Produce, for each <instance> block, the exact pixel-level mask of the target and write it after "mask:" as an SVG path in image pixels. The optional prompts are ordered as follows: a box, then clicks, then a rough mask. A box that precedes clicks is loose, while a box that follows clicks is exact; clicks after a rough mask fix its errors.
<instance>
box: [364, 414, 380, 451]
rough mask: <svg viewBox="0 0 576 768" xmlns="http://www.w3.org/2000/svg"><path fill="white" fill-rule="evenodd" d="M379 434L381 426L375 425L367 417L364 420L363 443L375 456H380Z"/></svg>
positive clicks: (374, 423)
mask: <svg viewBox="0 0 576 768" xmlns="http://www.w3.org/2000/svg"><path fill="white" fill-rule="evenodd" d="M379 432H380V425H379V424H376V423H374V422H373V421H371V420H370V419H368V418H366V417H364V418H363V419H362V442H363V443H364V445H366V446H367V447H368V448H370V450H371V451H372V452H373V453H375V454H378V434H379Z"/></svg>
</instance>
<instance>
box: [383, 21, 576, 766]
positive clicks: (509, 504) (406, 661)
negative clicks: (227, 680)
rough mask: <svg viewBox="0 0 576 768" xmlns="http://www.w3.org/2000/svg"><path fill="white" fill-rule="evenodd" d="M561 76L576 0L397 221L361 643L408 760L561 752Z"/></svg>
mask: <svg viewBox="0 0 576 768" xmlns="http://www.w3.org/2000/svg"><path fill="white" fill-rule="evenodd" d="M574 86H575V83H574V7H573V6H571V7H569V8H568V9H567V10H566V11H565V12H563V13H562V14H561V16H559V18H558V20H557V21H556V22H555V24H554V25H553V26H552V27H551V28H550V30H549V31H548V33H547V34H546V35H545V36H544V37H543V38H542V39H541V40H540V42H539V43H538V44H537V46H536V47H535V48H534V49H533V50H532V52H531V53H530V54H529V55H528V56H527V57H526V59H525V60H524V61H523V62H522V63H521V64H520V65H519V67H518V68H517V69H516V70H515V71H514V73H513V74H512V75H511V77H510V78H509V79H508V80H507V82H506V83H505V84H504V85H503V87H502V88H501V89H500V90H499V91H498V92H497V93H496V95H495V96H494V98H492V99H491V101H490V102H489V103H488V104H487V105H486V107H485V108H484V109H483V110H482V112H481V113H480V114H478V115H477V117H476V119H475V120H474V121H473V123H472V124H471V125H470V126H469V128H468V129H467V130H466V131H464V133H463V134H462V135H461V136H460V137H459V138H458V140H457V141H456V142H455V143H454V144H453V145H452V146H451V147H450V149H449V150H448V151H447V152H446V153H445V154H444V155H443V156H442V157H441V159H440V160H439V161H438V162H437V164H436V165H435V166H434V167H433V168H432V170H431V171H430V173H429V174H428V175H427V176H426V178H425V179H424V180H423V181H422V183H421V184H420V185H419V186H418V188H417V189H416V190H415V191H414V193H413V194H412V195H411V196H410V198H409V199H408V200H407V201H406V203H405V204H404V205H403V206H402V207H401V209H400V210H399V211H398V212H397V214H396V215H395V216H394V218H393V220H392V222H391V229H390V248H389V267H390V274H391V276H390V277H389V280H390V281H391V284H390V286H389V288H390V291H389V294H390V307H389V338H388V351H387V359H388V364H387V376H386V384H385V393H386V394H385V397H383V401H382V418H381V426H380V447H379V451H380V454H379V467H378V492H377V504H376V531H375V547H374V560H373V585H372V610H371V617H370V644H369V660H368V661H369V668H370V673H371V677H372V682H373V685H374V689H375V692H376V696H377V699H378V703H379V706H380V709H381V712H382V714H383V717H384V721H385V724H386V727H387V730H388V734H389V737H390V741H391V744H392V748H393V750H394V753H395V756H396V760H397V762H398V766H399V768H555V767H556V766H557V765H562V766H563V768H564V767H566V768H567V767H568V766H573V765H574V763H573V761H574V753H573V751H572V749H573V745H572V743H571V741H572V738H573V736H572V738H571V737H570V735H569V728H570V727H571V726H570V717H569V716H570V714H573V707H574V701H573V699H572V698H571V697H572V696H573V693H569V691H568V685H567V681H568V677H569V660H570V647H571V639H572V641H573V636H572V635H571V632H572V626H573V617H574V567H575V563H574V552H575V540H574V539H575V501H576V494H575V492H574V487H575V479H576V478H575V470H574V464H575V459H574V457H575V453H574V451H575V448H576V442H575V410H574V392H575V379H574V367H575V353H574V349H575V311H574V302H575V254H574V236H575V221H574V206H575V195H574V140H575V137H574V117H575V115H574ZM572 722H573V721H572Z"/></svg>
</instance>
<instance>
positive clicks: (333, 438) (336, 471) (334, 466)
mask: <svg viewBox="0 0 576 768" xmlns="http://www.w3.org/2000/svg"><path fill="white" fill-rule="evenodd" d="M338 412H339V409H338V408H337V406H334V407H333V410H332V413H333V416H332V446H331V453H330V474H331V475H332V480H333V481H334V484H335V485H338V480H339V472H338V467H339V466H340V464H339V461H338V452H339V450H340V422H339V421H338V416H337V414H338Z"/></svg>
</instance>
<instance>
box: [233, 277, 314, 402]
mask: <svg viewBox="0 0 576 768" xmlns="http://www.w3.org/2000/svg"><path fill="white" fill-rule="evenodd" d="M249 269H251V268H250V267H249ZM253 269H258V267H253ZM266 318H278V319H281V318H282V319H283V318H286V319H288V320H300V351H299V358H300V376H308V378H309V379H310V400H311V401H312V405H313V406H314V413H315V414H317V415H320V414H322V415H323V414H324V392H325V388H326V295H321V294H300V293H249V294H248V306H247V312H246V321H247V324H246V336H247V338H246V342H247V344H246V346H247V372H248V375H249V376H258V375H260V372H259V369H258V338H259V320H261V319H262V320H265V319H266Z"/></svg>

- **Problem description**
Reproduce the records above with every occurrence of "positive clicks" renamed to "foreground clicks", leaving everything else unchanged.

- **Solution to this task**
Produce, for each <instance> block, the exact pixel-level mask of the target and write it after "mask:" as an SVG path in image pixels. The optional prompts are ordered as follows: a box, then clicks, then a rough mask. A box that precedes clicks is loose, while a box that follows clicks is exact; clicks after a rough mask fix its errors.
<instance>
box: [364, 414, 380, 451]
rough mask: <svg viewBox="0 0 576 768" xmlns="http://www.w3.org/2000/svg"><path fill="white" fill-rule="evenodd" d="M379 434L381 426L375 425L367 417L364 420L363 443L375 456H380Z"/></svg>
foreground clicks: (374, 423)
mask: <svg viewBox="0 0 576 768" xmlns="http://www.w3.org/2000/svg"><path fill="white" fill-rule="evenodd" d="M379 432H380V425H379V424H376V423H374V422H373V421H371V420H370V419H368V418H366V417H364V418H363V419H362V442H363V443H364V445H366V446H367V447H368V448H370V450H371V451H372V452H373V453H375V454H378V434H379Z"/></svg>
</instance>
<instance>
box: [383, 21, 576, 766]
foreground clicks: (509, 504) (406, 661)
negative clicks: (227, 680)
rough mask: <svg viewBox="0 0 576 768" xmlns="http://www.w3.org/2000/svg"><path fill="white" fill-rule="evenodd" d="M561 76L576 0L397 221L361 643L408 760L561 752Z"/></svg>
mask: <svg viewBox="0 0 576 768" xmlns="http://www.w3.org/2000/svg"><path fill="white" fill-rule="evenodd" d="M574 86H575V83H574V7H573V6H571V7H569V8H568V9H567V10H566V11H565V12H563V13H562V14H561V16H559V18H558V20H557V21H556V22H555V24H554V25H553V26H552V27H551V28H550V30H549V31H548V33H547V34H546V35H545V36H544V37H543V38H542V39H541V40H540V42H539V43H538V44H537V46H536V47H535V48H534V49H533V50H532V52H531V53H530V54H529V55H528V56H527V57H526V59H525V60H524V61H523V62H522V63H521V64H520V65H519V67H518V68H517V69H516V70H515V71H514V73H513V74H512V75H511V77H510V78H509V79H508V80H507V82H506V83H505V84H504V85H503V87H502V88H501V89H500V90H499V91H498V92H497V93H496V95H495V96H494V98H492V99H491V101H490V102H489V103H488V104H487V105H486V107H485V108H484V109H483V110H482V112H481V113H480V114H478V115H477V117H476V119H475V120H474V121H473V123H472V124H471V125H470V126H469V128H468V129H467V130H466V131H464V133H463V134H462V135H461V136H460V137H459V138H458V140H457V141H456V142H455V143H454V144H453V145H452V146H451V147H450V149H449V150H448V151H447V152H446V153H445V154H444V155H443V156H442V157H441V159H440V160H439V161H438V162H437V164H436V165H435V166H434V167H433V168H432V170H431V171H430V173H429V174H428V175H427V176H426V178H425V179H424V180H423V181H422V183H421V184H420V185H419V186H418V188H417V189H416V190H415V191H414V193H413V194H412V195H411V196H410V198H409V199H408V200H407V201H406V203H405V204H404V205H403V206H402V207H401V209H400V210H399V211H398V212H397V214H396V215H395V216H394V218H393V220H392V222H391V229H390V248H389V267H390V274H391V276H390V277H389V280H390V281H391V284H390V286H389V288H390V291H389V294H390V307H389V338H388V351H387V359H388V364H387V376H386V384H385V393H386V394H385V397H383V401H382V418H381V426H380V447H379V451H380V454H379V467H378V492H377V504H376V531H375V547H374V560H373V585H372V610H371V617H370V644H369V660H368V661H369V668H370V673H371V677H372V682H373V685H374V689H375V692H376V696H377V699H378V703H379V706H380V709H381V712H382V714H383V717H384V721H385V724H386V727H387V730H388V734H389V737H390V741H391V744H392V748H393V750H394V753H395V756H396V760H397V762H398V766H399V768H555V767H556V766H557V765H562V766H563V768H564V767H566V768H567V767H568V766H573V765H574V763H573V761H574V753H573V751H572V749H573V745H572V743H571V741H572V738H573V736H572V738H571V737H570V735H569V728H570V727H571V726H570V717H569V716H570V714H573V707H574V701H573V699H572V698H571V697H572V696H573V693H569V691H568V685H567V681H568V677H569V660H570V647H571V639H572V641H573V636H572V635H571V632H572V626H573V617H574V567H575V563H574V552H575V540H574V539H575V501H576V494H575V492H574V487H575V479H576V478H575V470H574V464H575V459H574V457H575V453H574V451H575V448H576V442H575V410H574V392H575V379H574V367H575V353H574V349H575V311H574V302H575V254H574V236H575V221H574V206H575V195H574V140H575V137H574V117H575V115H574ZM572 722H573V721H572Z"/></svg>
</instance>
<instance>
foreground clicks: (333, 438) (336, 471) (334, 466)
mask: <svg viewBox="0 0 576 768" xmlns="http://www.w3.org/2000/svg"><path fill="white" fill-rule="evenodd" d="M338 412H339V409H338V408H337V406H334V407H333V410H332V413H333V416H332V446H331V453H330V474H331V475H332V480H333V481H334V484H335V485H338V480H339V472H338V467H339V466H340V464H339V461H338V452H339V450H340V422H339V421H338V416H337V414H338Z"/></svg>
</instance>
<instance>
box: [233, 277, 314, 402]
mask: <svg viewBox="0 0 576 768" xmlns="http://www.w3.org/2000/svg"><path fill="white" fill-rule="evenodd" d="M249 269H251V268H250V267H249ZM253 269H258V267H253ZM266 318H278V319H281V318H282V319H283V318H286V319H288V320H300V351H299V358H300V376H308V378H309V379H310V400H311V401H312V405H313V406H314V413H315V414H317V415H320V414H322V415H323V414H324V392H325V388H326V295H321V294H300V293H249V294H248V306H247V312H246V321H247V324H246V336H247V338H246V342H247V344H246V346H247V372H248V375H249V376H258V375H260V372H259V369H258V338H259V320H261V319H262V320H265V319H266Z"/></svg>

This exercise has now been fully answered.